**DATA PROVIDED:**

━━━━

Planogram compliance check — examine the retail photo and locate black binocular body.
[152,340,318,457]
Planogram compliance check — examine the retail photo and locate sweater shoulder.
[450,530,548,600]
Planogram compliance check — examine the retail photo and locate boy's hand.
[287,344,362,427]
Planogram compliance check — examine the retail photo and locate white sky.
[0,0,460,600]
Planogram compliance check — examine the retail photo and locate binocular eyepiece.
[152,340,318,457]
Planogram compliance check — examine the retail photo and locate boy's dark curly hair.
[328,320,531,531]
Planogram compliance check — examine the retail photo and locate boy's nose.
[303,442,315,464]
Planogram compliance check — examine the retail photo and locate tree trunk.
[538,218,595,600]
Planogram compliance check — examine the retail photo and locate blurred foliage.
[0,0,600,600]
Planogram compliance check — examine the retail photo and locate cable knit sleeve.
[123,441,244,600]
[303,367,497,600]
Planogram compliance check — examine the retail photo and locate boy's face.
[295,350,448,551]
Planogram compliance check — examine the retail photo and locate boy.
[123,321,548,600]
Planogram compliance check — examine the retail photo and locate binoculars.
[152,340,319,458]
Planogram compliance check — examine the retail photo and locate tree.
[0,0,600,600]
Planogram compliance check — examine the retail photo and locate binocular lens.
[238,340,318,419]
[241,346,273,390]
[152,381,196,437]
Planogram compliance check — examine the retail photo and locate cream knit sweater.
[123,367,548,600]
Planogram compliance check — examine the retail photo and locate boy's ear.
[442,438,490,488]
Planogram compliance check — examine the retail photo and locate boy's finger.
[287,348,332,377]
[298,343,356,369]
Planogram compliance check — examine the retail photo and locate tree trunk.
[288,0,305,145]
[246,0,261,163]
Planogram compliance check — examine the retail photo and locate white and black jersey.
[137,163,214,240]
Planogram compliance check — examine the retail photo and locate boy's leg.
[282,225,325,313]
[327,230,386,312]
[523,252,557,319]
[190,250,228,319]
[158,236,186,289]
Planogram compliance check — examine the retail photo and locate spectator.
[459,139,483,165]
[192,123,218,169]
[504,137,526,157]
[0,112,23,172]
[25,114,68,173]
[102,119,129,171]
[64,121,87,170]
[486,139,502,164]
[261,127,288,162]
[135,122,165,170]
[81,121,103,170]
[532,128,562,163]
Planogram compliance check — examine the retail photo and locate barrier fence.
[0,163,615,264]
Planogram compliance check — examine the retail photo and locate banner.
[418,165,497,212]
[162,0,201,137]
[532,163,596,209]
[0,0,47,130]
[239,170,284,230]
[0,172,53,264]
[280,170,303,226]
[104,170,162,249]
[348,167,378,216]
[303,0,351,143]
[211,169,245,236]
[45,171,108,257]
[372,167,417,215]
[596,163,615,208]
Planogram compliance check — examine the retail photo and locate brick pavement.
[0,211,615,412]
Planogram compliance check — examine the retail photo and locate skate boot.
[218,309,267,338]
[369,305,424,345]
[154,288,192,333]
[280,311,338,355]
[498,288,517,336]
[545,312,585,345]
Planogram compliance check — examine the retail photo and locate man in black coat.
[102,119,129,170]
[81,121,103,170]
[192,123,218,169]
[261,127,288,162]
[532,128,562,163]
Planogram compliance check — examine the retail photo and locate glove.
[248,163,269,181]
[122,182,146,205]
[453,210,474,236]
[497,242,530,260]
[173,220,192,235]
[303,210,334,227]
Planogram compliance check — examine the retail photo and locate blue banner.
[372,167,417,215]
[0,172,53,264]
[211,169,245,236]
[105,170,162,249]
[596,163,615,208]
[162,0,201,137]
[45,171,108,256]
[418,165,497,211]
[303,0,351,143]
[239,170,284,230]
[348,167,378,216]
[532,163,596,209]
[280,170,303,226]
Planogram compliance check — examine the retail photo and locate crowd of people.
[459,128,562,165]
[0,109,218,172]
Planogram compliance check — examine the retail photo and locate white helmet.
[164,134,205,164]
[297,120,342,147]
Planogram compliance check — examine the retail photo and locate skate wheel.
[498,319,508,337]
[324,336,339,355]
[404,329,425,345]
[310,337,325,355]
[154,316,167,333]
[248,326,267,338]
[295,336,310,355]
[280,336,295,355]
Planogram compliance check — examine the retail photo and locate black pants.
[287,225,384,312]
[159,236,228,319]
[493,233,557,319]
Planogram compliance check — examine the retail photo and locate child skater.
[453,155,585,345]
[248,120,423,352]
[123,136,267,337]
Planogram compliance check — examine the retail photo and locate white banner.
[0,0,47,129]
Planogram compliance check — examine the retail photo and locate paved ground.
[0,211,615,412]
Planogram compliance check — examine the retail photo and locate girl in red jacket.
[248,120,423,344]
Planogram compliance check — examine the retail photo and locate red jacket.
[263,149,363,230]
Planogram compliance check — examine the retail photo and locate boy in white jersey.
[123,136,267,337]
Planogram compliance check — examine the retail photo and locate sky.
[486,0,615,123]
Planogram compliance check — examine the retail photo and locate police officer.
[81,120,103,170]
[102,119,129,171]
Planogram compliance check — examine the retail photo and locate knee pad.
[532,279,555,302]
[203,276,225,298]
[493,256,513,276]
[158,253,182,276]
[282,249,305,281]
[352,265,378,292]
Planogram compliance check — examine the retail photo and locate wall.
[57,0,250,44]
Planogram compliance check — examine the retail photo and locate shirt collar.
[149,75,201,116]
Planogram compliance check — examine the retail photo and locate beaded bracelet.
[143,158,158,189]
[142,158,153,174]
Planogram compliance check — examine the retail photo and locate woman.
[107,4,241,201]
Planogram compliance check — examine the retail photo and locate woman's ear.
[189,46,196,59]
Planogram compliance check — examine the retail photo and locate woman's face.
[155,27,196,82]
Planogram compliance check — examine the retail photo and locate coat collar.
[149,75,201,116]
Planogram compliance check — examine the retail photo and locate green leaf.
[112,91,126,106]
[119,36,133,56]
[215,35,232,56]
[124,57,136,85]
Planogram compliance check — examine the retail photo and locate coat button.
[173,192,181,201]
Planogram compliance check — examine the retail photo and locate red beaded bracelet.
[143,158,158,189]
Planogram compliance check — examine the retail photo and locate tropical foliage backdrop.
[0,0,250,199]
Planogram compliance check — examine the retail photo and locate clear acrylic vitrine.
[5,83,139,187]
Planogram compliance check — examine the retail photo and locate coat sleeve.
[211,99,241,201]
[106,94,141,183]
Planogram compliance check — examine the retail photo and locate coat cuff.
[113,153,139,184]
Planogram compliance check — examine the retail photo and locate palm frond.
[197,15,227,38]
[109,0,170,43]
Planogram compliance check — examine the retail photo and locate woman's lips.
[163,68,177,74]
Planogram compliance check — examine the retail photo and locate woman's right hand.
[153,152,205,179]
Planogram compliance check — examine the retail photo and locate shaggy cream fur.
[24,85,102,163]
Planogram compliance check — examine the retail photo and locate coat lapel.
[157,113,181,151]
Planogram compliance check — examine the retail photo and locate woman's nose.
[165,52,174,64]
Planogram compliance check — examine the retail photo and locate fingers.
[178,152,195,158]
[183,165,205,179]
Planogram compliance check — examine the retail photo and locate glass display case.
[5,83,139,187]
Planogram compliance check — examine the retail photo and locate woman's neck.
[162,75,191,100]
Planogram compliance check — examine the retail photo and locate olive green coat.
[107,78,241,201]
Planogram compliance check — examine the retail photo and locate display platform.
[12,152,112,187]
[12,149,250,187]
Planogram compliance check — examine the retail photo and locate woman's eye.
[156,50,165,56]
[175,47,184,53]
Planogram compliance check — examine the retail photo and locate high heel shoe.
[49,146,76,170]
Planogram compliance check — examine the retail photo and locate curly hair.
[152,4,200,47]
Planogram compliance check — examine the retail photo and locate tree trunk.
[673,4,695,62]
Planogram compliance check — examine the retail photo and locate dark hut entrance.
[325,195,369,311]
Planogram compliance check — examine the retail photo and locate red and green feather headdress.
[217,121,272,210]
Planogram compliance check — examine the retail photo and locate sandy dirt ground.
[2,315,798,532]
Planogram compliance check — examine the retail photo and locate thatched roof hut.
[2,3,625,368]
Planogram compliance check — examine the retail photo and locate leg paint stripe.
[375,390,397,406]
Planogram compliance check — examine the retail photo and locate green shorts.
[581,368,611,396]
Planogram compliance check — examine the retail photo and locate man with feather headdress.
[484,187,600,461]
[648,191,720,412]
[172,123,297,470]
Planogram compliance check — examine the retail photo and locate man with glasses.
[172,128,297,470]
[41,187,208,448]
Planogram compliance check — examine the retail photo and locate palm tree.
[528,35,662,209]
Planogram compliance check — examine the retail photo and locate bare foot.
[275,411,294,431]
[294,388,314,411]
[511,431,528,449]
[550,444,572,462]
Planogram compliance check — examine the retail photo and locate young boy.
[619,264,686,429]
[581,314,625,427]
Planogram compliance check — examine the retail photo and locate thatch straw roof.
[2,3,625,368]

━━━━

**AIM OF THE TASK:** Rename "knee pad" to "knee guard" in the lines that begin at the one containing "locate police officer." and stop after the one containing "[57,0,250,44]", and give back only those lines with nothing else changed.

**SOLUTION FOR THIS EXERCISE:**
Planogram compliance check — examine the retail photo and locate police officer.
[81,120,103,170]
[102,119,129,171]
Planogram compliance check — examine the retail photo and locate knee guard.
[532,279,555,302]
[203,276,225,298]
[493,256,513,276]
[158,253,182,276]
[282,249,305,281]
[352,265,378,292]
Planogram compliance check — examine the retail photo and locate wall.
[57,0,250,44]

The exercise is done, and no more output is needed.